- DATA RECORDS
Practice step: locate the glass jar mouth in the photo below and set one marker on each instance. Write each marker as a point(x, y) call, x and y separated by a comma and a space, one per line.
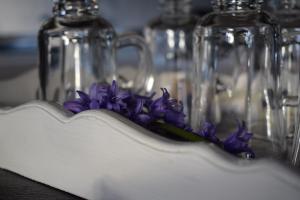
point(236, 5)
point(75, 7)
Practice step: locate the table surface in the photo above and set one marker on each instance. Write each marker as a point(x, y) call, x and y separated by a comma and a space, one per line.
point(16, 187)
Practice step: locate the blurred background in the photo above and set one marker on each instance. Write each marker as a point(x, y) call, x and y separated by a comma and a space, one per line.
point(20, 22)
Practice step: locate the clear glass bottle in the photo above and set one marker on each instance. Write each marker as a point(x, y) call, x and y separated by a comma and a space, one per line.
point(170, 39)
point(288, 16)
point(236, 75)
point(77, 47)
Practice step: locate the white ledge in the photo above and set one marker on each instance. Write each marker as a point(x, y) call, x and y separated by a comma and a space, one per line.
point(101, 155)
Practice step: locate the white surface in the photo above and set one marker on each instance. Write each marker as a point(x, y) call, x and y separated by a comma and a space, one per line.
point(20, 89)
point(99, 155)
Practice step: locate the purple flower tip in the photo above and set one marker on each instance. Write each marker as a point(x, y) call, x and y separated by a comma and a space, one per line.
point(237, 142)
point(209, 132)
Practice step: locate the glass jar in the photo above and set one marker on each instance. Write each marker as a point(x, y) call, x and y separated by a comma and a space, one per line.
point(170, 39)
point(77, 47)
point(288, 16)
point(236, 75)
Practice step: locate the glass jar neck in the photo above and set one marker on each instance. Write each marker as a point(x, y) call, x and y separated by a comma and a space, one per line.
point(237, 5)
point(175, 8)
point(75, 7)
point(289, 4)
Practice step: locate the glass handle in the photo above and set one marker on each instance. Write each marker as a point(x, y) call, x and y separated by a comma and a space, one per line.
point(143, 82)
point(293, 102)
point(290, 101)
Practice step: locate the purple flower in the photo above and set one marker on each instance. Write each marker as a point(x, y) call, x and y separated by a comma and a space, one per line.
point(168, 109)
point(145, 111)
point(209, 132)
point(108, 97)
point(139, 115)
point(237, 142)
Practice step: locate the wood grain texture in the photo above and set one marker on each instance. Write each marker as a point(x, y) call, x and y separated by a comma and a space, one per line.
point(100, 155)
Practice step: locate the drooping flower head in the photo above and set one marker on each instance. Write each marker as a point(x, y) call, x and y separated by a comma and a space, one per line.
point(146, 111)
point(168, 109)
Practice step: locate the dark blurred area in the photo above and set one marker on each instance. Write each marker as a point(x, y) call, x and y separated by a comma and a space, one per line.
point(20, 22)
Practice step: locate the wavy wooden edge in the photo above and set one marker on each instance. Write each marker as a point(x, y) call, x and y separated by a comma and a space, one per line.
point(197, 153)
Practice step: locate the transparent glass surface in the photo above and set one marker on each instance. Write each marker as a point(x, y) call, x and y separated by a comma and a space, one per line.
point(236, 77)
point(170, 40)
point(74, 53)
point(288, 15)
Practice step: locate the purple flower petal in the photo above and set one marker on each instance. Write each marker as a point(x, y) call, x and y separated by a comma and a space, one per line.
point(94, 104)
point(237, 142)
point(84, 97)
point(74, 106)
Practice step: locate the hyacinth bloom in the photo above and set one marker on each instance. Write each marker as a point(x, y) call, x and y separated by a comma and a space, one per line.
point(147, 112)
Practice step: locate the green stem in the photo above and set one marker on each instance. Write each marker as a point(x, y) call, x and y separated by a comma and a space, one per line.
point(170, 129)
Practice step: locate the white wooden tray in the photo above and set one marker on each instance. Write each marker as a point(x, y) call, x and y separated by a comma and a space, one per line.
point(100, 155)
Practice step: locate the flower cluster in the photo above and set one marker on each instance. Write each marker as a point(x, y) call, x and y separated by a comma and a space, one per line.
point(147, 111)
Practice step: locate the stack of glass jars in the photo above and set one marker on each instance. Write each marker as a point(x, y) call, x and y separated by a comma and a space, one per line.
point(236, 74)
point(231, 66)
point(78, 47)
point(170, 39)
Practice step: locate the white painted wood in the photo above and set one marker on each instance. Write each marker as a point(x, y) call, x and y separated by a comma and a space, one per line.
point(100, 155)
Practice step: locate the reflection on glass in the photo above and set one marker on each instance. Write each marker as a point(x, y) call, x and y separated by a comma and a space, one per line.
point(77, 48)
point(236, 74)
point(170, 40)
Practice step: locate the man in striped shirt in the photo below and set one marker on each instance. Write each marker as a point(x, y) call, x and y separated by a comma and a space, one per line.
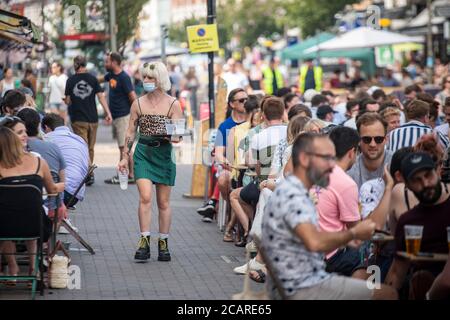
point(407, 135)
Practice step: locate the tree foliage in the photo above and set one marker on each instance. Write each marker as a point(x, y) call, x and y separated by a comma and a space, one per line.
point(247, 20)
point(127, 13)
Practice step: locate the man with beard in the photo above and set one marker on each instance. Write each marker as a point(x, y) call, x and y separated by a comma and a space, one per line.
point(291, 240)
point(121, 97)
point(433, 213)
point(373, 158)
point(338, 205)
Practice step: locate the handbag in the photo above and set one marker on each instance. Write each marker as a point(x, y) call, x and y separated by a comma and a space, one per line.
point(58, 267)
point(247, 292)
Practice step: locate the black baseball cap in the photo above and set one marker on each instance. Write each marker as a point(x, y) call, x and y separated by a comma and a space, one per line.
point(323, 110)
point(415, 162)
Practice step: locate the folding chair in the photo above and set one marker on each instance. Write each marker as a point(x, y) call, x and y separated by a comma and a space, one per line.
point(21, 219)
point(69, 205)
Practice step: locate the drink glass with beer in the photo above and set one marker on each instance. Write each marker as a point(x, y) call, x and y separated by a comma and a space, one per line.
point(413, 237)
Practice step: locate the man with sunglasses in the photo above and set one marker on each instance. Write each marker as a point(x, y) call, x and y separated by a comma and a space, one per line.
point(374, 157)
point(293, 243)
point(338, 205)
point(236, 100)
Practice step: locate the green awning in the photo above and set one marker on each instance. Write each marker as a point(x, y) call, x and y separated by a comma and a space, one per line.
point(356, 54)
point(295, 52)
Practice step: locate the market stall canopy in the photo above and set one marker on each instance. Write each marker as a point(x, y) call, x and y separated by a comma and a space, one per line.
point(296, 51)
point(363, 37)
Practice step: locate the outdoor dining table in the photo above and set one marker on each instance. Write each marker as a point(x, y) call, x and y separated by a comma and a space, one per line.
point(424, 257)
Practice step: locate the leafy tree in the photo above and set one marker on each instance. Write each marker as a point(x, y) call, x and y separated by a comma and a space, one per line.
point(312, 15)
point(127, 13)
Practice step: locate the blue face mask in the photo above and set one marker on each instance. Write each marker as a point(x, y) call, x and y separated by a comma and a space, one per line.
point(149, 86)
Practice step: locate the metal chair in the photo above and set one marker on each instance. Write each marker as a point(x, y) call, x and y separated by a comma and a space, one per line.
point(69, 206)
point(21, 219)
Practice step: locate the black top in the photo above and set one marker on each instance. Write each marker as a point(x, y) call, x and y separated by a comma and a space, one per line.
point(82, 89)
point(119, 87)
point(21, 205)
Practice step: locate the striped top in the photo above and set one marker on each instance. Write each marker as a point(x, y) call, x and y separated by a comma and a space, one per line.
point(408, 134)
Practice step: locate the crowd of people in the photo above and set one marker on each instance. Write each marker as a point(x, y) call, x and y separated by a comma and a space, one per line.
point(309, 175)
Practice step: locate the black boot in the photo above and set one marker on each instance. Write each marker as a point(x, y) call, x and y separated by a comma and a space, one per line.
point(143, 251)
point(163, 250)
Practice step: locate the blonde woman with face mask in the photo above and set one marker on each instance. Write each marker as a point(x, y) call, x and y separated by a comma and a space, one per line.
point(154, 161)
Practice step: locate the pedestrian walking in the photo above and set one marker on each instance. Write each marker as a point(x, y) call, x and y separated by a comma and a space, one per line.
point(153, 157)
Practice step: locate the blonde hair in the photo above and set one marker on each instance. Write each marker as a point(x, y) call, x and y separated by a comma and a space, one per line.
point(314, 123)
point(389, 111)
point(158, 71)
point(11, 149)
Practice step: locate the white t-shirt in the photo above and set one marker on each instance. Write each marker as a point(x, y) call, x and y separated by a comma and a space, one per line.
point(57, 86)
point(370, 195)
point(263, 146)
point(235, 80)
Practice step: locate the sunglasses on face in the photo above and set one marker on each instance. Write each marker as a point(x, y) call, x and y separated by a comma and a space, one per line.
point(243, 100)
point(9, 119)
point(368, 140)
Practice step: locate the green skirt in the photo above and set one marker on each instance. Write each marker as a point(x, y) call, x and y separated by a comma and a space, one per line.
point(153, 162)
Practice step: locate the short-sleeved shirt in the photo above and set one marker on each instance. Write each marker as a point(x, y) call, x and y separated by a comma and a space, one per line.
point(224, 130)
point(50, 152)
point(82, 89)
point(360, 174)
point(434, 219)
point(338, 204)
point(263, 146)
point(120, 86)
point(278, 157)
point(295, 266)
point(76, 154)
point(370, 195)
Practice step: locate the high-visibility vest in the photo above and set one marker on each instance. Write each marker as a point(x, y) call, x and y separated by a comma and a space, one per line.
point(317, 78)
point(268, 80)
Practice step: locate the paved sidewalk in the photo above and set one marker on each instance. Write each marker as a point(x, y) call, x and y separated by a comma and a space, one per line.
point(202, 264)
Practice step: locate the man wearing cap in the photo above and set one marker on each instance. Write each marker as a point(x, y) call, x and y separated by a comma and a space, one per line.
point(326, 113)
point(272, 77)
point(418, 113)
point(310, 77)
point(433, 213)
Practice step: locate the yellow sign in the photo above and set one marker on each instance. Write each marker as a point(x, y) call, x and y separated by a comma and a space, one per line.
point(203, 38)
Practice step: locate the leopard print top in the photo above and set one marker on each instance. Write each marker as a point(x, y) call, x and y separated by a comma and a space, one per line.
point(153, 124)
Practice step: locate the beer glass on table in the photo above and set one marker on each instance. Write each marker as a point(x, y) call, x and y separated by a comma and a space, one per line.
point(413, 237)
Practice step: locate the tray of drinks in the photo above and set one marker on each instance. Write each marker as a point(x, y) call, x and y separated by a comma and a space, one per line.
point(424, 256)
point(382, 237)
point(171, 135)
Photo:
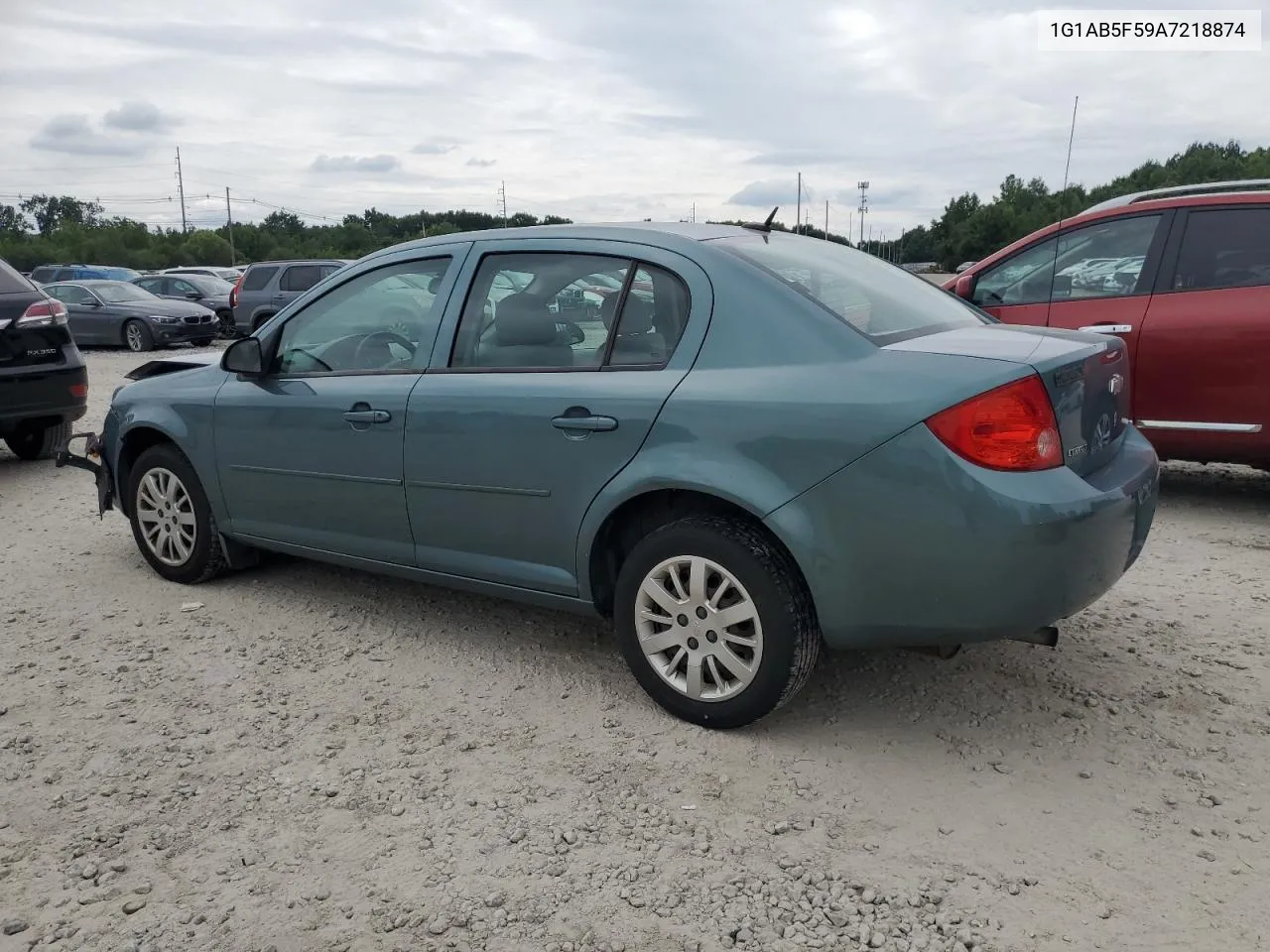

- WORK INSTRUCTION
Set down exactly, from the line that contains "Practice step: locate the short-sleeved" through the last line of the data, each line as it stands, and leave the pictures out.

- RESPONSE BELOW
Practice step: locate the short-sleeved shirt in the photo above and set one marker on each instance. Write each marker as a point(x, y) call, x and y separated by a comma and a space, one per line.
point(224, 130)
point(50, 152)
point(82, 89)
point(360, 174)
point(434, 219)
point(338, 204)
point(263, 146)
point(120, 86)
point(278, 157)
point(295, 266)
point(76, 154)
point(370, 195)
Practice step: locate the high-visibility vest in the photo above and set one marker on each instance. Write each marker as a point(x, y) call, x and y separated by a comma and a space, one per line.
point(317, 78)
point(268, 80)
Practice step: locate the paved sidewalk in the photo above and set one marker on each instance. Write each marker as a point(x, y) call, x and y separated by a comma and a space, one per line.
point(202, 264)
Practice step: locate the man wearing cap in the photo above and set one marker on each instance. Write each marker as a point(x, y) call, x and y separated by a comma and a space, one per line.
point(326, 113)
point(272, 77)
point(418, 113)
point(310, 77)
point(433, 213)
Practice step: locate the yellow sign in the photo above and set one marker on each instance. Write each marker as a point(x, y) call, x and y separated by a comma and a space, one per line.
point(203, 38)
Practice step: locate the leopard print top in the photo above and set one marker on each instance. Write each marker as a point(x, y) call, x and y separated by a comma and a space, one per line.
point(153, 124)
Practice step: locate the beer glass on table in the photo above and set one marker on each instance. Write each marker as a point(x, y) call, x and y separated by a comma and a space, one per line.
point(413, 237)
Practice step: locate the tray of drinks in the photo above and set one marker on each instance. Write each marker as a point(x, y) call, x and y separated by a comma and a space, one per line.
point(424, 256)
point(382, 237)
point(171, 135)
Photo:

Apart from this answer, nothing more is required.